BEGIN Available data

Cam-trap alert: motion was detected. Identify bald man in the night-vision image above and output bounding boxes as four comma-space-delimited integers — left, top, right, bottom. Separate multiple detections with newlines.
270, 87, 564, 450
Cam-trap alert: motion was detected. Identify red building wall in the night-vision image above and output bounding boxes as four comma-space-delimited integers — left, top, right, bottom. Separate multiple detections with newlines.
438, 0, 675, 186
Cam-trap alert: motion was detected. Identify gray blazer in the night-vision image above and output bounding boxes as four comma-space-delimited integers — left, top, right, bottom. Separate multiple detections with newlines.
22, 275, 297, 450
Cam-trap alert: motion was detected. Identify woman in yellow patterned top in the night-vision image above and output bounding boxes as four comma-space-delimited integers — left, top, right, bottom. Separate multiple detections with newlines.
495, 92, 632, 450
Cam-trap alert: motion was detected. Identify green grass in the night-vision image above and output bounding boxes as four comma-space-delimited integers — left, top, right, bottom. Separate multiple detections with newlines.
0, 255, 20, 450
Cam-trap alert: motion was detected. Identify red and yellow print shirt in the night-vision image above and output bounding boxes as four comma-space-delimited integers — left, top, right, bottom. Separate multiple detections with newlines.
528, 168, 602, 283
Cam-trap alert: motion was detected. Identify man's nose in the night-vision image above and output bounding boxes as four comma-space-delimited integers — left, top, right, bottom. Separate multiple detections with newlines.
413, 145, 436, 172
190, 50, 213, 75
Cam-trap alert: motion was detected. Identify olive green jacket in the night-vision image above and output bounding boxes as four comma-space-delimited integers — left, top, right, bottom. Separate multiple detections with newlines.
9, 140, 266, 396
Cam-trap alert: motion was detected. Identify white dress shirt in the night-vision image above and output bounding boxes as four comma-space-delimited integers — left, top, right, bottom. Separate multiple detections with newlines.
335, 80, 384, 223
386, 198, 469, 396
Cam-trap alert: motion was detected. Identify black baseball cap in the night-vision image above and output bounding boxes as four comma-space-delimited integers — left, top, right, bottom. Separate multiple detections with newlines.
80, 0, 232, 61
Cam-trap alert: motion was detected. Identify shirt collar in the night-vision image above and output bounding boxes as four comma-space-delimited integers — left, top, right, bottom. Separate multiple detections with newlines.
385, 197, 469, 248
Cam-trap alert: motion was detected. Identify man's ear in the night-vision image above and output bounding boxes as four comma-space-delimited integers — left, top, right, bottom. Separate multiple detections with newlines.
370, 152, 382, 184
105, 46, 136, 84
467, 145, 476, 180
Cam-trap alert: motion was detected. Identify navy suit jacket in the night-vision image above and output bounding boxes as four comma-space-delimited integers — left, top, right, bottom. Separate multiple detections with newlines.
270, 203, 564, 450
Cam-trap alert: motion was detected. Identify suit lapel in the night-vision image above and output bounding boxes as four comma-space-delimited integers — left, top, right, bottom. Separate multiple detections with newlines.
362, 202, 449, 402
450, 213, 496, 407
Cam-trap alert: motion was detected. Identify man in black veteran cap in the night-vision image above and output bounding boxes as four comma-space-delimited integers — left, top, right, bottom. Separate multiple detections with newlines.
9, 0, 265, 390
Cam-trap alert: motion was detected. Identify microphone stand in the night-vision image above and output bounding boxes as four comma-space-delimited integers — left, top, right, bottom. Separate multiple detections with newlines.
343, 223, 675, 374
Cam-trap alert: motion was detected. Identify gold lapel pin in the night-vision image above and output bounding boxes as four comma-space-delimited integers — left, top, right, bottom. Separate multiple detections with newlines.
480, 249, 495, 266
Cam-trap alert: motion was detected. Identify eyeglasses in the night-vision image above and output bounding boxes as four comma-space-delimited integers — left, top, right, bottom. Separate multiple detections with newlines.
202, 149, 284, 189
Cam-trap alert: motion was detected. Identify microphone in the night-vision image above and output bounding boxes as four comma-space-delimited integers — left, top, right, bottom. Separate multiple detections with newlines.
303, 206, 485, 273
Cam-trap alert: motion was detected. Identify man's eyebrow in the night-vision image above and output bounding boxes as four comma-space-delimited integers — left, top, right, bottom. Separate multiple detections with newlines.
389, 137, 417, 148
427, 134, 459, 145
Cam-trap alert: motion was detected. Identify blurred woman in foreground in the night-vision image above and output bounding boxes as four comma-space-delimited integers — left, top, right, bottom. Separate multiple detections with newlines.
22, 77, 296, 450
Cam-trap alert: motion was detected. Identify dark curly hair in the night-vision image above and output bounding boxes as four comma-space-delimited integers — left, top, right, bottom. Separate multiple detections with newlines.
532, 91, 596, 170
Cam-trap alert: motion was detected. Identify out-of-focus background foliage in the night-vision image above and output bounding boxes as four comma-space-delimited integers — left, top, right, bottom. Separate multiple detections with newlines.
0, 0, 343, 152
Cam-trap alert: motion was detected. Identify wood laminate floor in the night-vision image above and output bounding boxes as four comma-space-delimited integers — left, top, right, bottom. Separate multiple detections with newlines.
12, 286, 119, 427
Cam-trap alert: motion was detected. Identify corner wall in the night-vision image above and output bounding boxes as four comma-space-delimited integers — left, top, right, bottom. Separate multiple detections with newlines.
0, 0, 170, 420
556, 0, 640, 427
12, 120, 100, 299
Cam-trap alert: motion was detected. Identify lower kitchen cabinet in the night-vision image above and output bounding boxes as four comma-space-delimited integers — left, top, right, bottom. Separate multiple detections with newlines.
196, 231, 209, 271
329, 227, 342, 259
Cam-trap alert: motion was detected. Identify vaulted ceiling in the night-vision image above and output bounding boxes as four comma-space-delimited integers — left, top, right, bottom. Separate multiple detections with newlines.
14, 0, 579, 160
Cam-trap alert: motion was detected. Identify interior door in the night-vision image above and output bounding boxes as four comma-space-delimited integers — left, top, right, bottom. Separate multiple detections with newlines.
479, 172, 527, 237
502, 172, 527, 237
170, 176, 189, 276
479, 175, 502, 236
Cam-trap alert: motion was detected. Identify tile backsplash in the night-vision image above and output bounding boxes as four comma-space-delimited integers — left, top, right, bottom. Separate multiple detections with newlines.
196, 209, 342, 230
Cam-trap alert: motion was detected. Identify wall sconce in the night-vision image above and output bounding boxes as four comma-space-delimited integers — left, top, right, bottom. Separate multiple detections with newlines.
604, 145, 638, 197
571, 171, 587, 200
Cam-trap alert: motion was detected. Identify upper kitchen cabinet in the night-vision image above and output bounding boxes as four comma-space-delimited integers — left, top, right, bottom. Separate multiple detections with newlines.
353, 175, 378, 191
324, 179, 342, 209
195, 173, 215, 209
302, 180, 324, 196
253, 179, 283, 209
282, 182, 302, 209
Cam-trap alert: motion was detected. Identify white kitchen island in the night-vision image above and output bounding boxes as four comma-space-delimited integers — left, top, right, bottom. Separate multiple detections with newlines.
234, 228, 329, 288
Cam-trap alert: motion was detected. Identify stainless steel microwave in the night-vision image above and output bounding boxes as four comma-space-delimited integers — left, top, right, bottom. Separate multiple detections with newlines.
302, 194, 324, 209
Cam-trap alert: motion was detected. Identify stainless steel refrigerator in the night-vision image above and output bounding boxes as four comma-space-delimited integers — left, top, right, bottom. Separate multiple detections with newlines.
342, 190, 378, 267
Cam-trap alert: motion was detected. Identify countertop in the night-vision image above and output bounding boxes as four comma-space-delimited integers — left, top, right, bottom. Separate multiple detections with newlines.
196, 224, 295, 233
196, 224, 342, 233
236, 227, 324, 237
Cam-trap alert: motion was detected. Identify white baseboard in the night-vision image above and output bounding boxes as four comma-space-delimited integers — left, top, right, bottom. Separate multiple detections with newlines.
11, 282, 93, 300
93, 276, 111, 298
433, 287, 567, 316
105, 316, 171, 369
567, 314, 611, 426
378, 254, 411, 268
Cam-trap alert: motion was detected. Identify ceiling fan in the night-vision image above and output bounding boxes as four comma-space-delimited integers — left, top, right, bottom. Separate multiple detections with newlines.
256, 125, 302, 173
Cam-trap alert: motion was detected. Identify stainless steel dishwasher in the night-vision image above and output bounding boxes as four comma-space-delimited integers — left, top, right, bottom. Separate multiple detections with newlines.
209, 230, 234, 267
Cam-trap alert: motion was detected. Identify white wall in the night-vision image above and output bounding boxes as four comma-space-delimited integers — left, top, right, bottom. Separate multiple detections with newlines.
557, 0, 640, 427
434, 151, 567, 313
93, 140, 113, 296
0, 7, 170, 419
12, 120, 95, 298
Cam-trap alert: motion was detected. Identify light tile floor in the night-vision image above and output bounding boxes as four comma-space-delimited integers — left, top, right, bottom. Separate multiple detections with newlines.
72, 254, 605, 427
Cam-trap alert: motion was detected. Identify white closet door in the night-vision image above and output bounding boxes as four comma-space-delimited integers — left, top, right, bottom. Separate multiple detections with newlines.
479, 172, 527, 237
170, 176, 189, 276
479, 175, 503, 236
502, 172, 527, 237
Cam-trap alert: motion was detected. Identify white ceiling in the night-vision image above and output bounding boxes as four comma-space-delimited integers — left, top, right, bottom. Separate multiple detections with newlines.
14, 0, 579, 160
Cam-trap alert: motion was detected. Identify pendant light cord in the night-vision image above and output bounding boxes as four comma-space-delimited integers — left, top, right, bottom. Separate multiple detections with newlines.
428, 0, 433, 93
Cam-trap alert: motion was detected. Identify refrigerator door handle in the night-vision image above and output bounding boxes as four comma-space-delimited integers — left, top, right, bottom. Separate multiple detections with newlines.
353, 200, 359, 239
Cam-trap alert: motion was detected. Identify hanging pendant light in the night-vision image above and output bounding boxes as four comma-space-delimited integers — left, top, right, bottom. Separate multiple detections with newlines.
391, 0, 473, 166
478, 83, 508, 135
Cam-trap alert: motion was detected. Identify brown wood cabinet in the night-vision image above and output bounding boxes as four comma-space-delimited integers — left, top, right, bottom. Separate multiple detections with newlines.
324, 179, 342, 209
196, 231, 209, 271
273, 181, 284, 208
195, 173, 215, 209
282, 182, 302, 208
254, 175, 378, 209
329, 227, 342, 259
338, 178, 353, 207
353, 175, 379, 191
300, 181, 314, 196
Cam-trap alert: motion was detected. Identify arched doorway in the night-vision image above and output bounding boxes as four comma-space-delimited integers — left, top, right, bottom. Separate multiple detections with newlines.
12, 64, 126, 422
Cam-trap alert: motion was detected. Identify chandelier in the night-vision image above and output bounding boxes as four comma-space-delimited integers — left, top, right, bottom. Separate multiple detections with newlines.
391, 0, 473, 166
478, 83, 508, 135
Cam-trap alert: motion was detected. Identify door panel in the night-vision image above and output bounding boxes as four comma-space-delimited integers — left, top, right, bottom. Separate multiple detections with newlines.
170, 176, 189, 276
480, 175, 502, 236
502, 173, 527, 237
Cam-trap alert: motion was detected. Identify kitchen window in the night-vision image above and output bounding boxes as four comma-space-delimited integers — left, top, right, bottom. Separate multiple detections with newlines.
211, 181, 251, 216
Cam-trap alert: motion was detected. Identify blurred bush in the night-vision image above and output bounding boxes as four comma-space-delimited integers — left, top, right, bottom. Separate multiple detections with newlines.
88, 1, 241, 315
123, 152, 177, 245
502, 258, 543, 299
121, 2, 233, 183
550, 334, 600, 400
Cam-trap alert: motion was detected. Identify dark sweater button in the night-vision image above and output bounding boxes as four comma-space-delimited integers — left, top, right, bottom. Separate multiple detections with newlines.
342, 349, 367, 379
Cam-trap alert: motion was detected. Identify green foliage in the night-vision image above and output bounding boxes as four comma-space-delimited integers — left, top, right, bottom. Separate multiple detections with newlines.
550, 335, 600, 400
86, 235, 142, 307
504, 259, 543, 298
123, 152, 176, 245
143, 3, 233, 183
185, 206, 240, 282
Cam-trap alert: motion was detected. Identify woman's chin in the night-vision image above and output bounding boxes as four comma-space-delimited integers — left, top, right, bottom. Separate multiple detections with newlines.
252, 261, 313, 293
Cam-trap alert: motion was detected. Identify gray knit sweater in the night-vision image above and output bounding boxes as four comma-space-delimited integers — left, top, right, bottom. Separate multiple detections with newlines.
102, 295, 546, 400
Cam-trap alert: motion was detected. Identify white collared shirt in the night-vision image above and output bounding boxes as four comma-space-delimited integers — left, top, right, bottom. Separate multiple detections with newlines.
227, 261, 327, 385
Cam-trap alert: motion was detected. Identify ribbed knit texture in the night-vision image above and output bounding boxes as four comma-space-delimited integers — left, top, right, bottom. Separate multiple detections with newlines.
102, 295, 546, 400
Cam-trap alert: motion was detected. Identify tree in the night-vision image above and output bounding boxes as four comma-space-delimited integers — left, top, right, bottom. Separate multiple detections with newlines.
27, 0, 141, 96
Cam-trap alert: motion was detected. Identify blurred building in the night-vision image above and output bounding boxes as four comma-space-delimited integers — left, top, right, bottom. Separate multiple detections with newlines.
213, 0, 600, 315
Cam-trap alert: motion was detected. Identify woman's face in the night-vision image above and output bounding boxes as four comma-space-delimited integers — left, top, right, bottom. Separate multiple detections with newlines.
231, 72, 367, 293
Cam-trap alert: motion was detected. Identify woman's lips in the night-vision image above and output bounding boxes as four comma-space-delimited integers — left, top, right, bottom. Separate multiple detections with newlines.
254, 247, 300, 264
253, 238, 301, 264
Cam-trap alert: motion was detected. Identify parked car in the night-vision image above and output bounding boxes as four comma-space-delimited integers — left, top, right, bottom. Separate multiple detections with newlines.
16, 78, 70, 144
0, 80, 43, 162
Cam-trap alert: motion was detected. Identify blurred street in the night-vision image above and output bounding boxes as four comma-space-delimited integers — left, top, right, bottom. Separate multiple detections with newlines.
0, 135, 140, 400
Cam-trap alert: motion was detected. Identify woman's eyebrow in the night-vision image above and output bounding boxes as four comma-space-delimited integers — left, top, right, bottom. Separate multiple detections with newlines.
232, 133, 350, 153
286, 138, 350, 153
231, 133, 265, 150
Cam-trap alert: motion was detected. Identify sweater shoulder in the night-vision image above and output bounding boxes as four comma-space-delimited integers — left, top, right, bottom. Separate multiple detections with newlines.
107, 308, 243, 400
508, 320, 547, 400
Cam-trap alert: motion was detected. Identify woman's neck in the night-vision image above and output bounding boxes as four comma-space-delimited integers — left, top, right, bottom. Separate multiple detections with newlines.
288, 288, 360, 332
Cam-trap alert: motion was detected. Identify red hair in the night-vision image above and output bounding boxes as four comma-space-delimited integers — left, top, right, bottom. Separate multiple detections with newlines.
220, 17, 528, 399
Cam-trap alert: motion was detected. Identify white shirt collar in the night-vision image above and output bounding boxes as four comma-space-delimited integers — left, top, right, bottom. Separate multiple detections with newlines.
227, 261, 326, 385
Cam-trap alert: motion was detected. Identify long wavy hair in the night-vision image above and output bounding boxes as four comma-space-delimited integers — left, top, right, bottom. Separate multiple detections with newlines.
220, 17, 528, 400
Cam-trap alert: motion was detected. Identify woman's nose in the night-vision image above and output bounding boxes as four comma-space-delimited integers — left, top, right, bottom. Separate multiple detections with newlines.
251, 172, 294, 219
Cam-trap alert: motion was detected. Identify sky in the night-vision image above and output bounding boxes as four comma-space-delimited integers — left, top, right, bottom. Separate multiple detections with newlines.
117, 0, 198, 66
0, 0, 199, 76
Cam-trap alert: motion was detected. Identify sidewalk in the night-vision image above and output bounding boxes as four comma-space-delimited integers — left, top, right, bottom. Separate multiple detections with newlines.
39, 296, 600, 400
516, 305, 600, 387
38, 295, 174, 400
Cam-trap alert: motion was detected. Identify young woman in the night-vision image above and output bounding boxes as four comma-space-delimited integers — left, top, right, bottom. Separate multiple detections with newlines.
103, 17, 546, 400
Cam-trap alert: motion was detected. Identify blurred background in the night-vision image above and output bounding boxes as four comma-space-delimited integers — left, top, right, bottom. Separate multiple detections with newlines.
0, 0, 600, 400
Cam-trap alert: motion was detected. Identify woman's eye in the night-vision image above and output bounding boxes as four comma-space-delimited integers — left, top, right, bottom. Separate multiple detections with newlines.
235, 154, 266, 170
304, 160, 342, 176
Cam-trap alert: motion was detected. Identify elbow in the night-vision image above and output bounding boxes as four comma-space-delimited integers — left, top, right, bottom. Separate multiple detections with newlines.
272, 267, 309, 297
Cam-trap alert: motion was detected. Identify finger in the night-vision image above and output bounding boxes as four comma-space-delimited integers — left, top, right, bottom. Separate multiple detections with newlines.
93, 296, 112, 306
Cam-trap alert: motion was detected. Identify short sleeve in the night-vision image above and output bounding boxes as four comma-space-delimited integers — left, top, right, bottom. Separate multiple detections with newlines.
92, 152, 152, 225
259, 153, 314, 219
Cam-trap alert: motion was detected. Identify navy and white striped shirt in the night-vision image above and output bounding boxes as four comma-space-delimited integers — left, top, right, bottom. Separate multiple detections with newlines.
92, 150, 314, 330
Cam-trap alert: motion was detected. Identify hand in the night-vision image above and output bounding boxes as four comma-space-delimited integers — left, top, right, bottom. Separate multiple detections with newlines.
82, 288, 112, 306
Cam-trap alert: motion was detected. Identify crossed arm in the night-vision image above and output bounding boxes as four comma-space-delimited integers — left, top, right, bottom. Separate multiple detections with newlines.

END Available data

## Exercise details
Retype the records above without alteration, beginning with their first line and ending with the line that contains "438, 0, 675, 186", including that line.

## Written answer
Cam-trap alert: motion was detected. Identify bald man in the night-vision image above and output bounding boxes as four comma-space-delimited integers — left, top, right, bottom. Separate multiple detections with newlines.
270, 87, 564, 450
Cam-trap alert: motion was detected. Identify red building wall in the night-vision image above and output bounding boxes as four comma-space-delimited integers — left, top, right, bottom. Separate multiple detections with newlines.
438, 0, 675, 186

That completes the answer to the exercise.